---------- ENTRIES PROVIDED ----------
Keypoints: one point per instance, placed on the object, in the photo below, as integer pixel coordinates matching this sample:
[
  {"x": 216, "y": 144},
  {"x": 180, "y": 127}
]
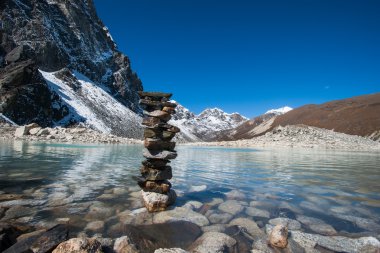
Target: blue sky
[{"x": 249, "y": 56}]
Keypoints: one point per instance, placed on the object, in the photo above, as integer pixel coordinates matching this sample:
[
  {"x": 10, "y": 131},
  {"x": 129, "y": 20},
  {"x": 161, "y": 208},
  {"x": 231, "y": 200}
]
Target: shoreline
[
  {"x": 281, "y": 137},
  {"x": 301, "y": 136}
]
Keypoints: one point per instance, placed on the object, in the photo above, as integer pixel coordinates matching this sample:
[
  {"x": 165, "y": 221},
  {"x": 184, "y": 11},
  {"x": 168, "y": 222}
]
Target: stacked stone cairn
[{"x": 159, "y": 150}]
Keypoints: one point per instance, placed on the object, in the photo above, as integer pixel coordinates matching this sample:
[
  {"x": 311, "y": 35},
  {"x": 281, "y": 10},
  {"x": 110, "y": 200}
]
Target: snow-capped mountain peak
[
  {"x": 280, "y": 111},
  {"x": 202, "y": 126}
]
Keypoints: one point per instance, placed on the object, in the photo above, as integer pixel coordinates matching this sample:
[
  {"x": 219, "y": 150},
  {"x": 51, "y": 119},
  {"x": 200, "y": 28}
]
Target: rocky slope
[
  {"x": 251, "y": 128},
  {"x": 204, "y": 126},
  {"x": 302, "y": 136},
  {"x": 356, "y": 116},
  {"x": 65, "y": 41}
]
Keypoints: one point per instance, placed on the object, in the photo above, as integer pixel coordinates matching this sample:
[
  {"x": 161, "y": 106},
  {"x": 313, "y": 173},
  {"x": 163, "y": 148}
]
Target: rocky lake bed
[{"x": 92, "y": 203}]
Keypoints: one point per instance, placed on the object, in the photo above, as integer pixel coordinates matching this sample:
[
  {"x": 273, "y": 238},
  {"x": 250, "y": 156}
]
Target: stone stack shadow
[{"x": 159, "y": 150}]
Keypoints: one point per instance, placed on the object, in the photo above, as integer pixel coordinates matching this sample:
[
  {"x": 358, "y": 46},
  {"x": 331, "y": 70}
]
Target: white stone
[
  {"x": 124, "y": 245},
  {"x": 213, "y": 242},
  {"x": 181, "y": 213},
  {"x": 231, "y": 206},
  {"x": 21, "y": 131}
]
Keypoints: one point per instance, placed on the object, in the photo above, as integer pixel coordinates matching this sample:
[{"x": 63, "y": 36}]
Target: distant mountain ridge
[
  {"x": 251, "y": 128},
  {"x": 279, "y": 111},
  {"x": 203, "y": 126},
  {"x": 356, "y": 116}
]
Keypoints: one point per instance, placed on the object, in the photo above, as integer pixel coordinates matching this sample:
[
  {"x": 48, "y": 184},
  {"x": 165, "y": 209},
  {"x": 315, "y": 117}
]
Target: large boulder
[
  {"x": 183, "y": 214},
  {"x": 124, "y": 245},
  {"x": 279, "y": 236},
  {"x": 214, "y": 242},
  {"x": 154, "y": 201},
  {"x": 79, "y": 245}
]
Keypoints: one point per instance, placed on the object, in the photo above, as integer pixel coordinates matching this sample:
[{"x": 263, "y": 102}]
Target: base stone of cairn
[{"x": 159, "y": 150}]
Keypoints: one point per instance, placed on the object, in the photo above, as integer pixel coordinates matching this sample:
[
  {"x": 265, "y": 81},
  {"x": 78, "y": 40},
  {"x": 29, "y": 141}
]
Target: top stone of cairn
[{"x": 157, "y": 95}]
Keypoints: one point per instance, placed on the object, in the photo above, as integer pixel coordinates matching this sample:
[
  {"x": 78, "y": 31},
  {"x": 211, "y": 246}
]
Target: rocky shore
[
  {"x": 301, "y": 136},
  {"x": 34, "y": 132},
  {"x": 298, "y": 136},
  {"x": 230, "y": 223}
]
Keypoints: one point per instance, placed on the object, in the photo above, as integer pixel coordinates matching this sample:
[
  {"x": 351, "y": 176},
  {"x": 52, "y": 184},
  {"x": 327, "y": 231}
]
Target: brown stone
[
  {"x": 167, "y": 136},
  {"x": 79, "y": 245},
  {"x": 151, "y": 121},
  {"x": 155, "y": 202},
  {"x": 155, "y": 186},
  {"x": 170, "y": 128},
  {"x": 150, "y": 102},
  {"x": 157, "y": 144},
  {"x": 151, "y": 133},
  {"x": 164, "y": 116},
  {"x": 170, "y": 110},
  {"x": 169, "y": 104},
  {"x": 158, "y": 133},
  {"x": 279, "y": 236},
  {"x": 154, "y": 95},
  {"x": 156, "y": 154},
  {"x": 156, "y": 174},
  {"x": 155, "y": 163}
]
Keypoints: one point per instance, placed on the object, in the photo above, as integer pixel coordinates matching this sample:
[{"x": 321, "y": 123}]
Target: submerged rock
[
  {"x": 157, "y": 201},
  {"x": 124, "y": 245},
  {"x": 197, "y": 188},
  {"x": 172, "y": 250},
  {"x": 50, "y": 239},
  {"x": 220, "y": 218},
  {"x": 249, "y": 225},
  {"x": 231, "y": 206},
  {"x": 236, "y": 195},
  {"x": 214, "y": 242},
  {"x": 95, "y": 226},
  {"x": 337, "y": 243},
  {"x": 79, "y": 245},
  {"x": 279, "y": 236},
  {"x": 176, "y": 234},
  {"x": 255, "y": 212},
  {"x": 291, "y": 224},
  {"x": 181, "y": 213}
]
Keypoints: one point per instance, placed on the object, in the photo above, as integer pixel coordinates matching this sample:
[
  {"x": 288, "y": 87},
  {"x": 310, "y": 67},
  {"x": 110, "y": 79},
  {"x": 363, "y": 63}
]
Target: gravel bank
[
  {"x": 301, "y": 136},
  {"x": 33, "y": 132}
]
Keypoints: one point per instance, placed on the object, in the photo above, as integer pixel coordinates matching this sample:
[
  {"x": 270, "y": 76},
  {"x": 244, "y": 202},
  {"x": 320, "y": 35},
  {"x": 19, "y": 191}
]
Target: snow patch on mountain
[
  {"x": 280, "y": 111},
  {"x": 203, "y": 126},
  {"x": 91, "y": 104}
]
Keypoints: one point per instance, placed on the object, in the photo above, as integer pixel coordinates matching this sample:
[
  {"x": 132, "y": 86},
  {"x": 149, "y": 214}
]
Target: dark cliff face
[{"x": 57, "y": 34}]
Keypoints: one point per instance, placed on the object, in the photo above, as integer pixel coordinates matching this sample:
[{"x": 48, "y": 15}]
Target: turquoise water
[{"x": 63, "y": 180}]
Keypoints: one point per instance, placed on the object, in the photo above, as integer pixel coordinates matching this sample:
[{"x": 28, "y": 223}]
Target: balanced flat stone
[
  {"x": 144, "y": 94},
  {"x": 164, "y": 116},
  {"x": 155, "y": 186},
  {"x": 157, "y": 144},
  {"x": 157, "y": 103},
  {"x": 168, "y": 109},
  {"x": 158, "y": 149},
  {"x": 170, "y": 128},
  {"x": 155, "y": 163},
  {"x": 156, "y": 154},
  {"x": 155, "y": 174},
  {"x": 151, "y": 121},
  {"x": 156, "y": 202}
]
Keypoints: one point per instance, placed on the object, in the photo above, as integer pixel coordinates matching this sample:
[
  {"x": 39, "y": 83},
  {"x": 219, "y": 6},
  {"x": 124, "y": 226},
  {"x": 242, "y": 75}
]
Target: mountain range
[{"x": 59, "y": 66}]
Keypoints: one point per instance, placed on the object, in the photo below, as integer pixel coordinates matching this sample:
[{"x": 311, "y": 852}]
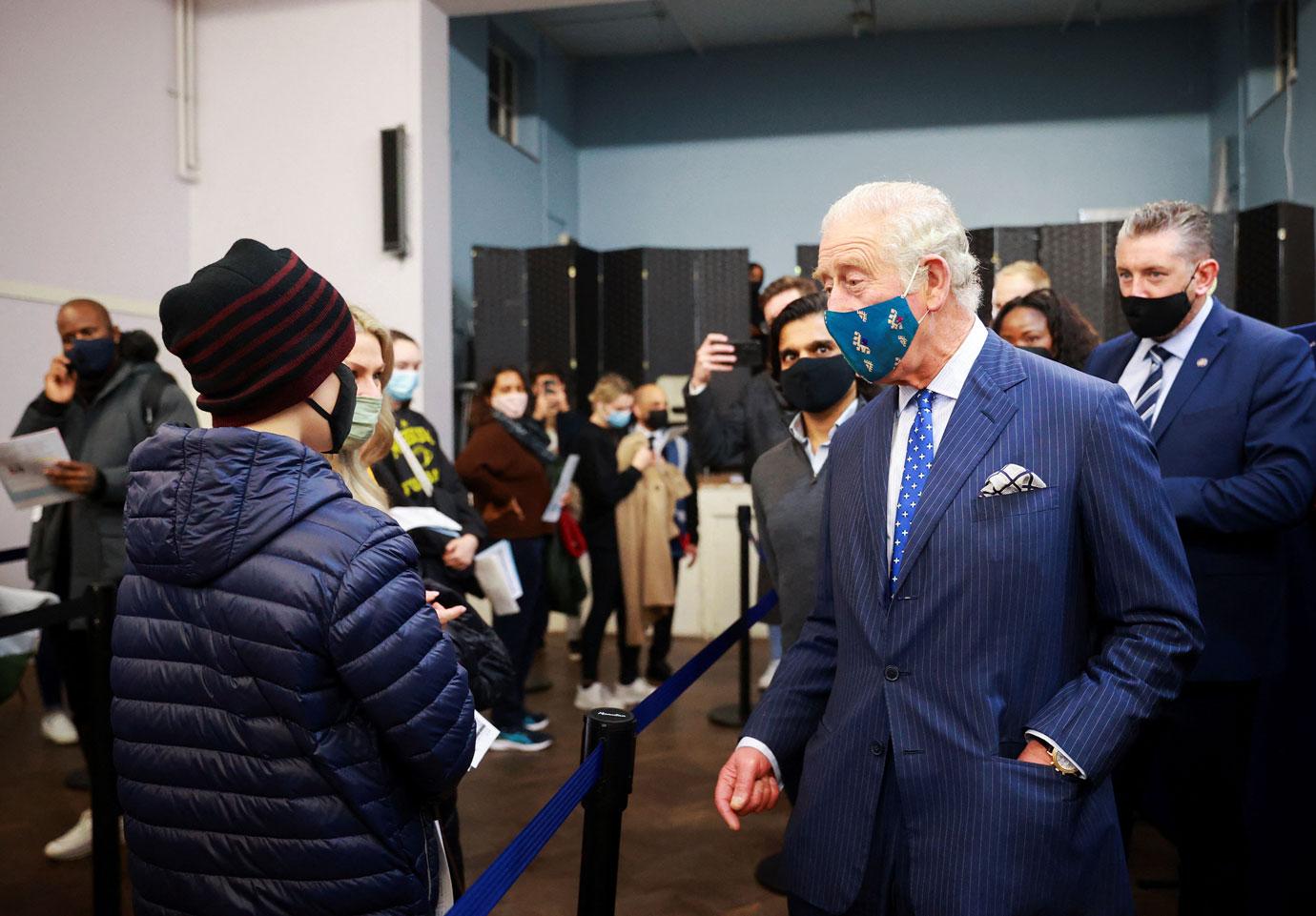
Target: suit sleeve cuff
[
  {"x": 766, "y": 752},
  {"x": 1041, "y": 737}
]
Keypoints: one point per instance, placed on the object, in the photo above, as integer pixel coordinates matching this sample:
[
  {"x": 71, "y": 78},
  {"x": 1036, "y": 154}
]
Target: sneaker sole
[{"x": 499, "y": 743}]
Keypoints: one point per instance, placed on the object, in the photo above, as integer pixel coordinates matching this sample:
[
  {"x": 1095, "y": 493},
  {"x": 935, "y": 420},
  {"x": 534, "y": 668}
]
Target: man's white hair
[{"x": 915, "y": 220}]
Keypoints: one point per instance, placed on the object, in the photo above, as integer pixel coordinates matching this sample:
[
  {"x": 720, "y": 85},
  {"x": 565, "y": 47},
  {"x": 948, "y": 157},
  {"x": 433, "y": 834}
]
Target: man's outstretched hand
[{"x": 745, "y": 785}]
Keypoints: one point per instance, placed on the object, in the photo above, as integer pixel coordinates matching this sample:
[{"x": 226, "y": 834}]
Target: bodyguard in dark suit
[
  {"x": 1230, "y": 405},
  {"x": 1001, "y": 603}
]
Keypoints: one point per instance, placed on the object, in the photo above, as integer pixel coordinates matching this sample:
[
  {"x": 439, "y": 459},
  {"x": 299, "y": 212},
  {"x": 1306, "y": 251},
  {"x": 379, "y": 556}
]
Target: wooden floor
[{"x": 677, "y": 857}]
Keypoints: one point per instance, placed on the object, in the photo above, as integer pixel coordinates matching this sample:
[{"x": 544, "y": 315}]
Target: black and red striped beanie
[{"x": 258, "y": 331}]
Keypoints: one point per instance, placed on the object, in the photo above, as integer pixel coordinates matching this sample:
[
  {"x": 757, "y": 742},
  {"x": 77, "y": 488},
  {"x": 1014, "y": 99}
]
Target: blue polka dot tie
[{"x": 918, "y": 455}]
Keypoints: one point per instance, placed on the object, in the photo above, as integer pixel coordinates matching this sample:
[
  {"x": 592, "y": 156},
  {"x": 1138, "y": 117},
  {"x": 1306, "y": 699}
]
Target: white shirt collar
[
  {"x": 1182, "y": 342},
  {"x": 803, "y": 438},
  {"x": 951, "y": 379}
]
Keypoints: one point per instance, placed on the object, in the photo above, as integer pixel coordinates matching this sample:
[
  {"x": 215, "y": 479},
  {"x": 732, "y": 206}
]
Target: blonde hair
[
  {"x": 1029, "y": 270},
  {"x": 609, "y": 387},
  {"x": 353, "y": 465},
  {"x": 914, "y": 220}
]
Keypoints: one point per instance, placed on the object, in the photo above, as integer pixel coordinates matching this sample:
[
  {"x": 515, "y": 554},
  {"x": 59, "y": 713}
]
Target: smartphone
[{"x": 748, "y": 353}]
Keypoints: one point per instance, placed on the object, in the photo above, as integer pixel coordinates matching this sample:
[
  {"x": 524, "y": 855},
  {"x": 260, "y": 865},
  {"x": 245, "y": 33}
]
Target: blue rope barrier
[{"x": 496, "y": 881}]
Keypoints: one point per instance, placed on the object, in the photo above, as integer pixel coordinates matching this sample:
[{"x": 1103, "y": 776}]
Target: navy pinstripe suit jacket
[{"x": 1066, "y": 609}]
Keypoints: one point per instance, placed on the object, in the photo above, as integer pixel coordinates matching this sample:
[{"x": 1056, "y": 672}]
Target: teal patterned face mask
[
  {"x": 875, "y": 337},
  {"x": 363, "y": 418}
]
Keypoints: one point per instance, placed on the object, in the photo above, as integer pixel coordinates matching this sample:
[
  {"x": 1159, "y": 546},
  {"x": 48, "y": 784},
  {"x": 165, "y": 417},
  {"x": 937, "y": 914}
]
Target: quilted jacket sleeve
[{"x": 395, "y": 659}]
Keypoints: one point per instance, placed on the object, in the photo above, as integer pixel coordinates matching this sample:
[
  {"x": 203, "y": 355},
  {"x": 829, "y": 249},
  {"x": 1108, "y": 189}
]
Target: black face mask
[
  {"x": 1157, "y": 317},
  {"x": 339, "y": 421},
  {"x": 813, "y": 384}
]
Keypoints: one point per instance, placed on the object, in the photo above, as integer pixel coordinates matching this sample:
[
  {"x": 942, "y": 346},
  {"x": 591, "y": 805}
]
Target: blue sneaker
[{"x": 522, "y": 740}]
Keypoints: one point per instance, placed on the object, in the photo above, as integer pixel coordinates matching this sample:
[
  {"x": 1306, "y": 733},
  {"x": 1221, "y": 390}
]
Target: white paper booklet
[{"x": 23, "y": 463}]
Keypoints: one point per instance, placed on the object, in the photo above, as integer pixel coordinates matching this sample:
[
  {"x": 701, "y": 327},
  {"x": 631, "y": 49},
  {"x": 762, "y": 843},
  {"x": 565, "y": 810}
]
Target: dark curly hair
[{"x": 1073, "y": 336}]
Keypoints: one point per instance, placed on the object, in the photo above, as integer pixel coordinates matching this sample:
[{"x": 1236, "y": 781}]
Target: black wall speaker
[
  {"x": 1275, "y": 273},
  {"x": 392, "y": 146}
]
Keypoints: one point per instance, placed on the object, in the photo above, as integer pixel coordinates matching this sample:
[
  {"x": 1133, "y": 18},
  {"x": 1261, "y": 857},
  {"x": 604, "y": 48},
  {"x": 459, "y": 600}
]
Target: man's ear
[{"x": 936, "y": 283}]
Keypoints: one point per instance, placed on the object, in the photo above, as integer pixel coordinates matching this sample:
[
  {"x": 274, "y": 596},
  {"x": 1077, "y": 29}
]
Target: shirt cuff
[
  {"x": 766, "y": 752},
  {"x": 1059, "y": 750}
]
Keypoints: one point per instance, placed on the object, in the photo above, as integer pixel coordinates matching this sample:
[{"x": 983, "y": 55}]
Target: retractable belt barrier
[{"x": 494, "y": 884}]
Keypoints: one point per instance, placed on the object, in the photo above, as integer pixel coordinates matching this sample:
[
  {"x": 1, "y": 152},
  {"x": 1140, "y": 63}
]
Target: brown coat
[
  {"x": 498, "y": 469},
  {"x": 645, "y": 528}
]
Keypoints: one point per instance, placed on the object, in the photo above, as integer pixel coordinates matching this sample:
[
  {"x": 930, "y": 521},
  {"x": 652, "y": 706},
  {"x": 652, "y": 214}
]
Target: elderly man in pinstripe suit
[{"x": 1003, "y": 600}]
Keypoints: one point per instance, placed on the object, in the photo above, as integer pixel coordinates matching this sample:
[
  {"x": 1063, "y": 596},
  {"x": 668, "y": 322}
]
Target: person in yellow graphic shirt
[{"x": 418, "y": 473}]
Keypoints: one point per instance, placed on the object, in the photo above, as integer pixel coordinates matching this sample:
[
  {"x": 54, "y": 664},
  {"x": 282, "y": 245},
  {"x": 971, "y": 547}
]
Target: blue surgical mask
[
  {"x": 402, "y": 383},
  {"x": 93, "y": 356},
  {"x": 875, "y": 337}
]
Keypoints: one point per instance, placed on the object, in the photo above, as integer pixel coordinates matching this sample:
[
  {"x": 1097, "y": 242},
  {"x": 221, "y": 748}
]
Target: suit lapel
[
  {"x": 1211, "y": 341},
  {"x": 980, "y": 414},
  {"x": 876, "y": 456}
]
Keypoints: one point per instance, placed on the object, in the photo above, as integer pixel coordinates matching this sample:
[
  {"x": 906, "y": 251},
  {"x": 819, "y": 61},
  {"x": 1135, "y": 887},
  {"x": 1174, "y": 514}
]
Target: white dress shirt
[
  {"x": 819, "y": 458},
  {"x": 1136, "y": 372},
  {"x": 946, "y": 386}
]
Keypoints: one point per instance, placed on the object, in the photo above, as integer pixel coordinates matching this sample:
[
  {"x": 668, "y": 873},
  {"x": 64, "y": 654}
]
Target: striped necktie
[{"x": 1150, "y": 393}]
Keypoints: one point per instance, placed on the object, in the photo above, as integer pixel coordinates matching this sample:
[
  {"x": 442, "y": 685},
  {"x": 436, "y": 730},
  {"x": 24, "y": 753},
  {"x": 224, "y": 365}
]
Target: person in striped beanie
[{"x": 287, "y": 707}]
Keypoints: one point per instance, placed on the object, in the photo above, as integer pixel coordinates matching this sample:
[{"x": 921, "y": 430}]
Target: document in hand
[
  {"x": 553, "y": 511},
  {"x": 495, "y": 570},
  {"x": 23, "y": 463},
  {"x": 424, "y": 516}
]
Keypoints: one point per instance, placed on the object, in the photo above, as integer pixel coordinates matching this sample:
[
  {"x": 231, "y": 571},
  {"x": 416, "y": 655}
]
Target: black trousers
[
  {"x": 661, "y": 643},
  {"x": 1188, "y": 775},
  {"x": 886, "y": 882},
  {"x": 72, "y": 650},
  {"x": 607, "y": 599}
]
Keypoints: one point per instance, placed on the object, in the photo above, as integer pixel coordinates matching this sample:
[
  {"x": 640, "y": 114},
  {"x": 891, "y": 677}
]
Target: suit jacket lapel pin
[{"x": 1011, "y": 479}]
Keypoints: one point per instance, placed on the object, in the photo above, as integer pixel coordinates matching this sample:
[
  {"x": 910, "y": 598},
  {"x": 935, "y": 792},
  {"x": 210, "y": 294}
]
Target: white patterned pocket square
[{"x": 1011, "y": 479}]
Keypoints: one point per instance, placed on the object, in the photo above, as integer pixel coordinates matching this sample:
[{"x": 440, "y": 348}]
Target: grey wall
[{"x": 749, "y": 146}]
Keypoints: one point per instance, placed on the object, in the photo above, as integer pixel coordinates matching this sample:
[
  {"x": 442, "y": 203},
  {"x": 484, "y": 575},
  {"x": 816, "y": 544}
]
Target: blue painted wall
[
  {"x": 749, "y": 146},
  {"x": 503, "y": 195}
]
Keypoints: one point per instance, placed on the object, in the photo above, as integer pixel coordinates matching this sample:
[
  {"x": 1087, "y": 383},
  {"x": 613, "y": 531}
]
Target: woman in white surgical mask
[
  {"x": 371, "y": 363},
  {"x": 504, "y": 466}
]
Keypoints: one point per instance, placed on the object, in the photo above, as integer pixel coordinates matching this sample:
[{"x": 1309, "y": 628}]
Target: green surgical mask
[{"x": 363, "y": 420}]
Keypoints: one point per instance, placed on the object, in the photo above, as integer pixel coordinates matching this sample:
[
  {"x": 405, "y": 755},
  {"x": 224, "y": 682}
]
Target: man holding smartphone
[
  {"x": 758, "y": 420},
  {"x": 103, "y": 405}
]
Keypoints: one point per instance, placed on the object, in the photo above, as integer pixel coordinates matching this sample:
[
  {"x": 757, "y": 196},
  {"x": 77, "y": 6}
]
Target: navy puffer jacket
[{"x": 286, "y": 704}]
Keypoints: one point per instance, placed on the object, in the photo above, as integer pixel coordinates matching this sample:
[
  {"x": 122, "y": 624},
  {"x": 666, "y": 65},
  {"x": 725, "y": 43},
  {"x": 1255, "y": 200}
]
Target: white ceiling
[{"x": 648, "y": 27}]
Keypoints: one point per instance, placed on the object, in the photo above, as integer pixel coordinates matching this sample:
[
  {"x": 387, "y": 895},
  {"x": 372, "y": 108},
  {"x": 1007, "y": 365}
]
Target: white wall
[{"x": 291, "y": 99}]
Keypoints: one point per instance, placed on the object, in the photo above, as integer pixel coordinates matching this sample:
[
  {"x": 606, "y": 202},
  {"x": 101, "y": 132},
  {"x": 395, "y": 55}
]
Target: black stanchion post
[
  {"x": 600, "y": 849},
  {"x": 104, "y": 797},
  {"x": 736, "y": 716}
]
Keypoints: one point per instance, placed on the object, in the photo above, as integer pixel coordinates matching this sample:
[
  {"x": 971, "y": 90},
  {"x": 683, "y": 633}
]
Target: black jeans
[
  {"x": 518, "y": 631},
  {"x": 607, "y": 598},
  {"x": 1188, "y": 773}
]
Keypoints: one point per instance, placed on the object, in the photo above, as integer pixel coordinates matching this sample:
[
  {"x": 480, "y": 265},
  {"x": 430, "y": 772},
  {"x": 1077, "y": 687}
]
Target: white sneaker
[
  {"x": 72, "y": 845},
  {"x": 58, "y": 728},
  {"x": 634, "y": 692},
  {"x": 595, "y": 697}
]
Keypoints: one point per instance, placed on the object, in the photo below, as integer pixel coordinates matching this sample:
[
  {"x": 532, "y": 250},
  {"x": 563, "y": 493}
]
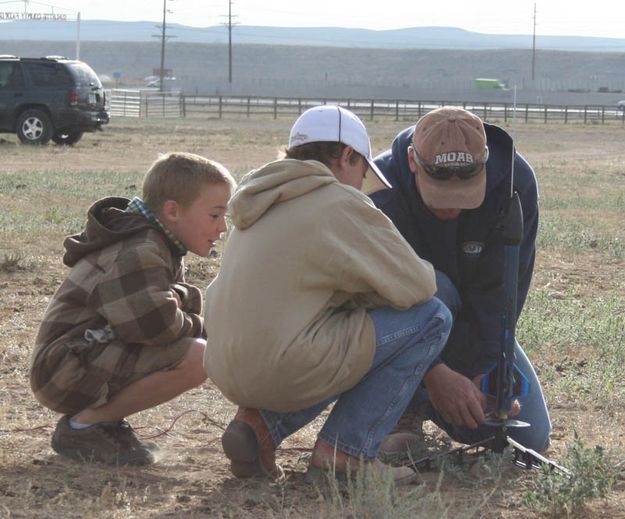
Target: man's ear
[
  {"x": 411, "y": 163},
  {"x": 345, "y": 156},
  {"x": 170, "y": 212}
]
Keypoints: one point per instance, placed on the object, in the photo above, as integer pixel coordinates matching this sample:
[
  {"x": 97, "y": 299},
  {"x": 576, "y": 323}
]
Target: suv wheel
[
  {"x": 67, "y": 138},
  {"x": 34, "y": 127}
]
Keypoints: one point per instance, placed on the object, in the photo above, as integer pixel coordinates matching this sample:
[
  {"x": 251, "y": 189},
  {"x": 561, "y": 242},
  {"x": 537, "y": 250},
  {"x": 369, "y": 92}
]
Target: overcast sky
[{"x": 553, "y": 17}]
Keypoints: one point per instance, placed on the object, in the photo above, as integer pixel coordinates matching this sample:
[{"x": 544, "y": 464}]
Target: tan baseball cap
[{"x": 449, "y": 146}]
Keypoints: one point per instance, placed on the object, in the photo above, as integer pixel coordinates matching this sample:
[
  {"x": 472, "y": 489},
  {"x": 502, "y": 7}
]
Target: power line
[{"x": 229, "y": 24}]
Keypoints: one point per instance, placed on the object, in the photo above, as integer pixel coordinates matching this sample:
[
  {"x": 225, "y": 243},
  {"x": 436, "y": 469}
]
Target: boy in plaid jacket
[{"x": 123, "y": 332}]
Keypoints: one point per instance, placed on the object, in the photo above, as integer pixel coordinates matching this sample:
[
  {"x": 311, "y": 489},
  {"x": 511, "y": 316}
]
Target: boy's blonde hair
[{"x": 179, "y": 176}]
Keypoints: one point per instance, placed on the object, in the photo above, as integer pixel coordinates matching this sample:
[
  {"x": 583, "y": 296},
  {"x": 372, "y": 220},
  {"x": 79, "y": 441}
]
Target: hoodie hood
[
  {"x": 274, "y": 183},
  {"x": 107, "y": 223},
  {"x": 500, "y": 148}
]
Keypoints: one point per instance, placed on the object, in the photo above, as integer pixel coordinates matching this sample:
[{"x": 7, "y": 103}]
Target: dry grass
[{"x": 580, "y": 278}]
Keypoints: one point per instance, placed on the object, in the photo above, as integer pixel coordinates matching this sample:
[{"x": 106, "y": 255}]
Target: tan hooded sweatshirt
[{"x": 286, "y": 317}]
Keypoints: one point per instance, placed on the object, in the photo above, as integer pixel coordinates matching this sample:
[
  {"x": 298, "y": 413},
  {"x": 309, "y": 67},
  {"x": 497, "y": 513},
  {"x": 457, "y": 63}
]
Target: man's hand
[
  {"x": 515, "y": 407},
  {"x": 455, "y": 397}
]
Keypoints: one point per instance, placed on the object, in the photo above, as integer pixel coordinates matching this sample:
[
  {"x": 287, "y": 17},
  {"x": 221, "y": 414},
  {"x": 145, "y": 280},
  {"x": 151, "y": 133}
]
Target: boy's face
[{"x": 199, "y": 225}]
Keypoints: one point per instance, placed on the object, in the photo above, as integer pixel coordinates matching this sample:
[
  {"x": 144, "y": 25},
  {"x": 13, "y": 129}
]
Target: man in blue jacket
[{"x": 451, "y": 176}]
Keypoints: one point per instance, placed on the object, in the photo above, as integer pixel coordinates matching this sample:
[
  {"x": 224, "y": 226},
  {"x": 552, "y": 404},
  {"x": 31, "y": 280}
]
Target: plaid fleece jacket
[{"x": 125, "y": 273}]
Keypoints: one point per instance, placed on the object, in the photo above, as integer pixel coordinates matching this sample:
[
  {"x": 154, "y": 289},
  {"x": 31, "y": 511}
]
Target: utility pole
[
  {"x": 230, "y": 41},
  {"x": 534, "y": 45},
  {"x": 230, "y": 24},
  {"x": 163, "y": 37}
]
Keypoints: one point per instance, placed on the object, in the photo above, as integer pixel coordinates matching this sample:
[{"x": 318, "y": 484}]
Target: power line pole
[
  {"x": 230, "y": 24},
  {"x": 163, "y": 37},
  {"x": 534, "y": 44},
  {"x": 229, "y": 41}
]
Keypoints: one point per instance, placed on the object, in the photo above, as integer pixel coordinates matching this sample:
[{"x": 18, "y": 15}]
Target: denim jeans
----------
### EXERCISE BRIEF
Filter the items above, copying every line that contains the word "cuff".

### FINISHED TASK
Target: suit sleeve cuff
Target: shirt cuff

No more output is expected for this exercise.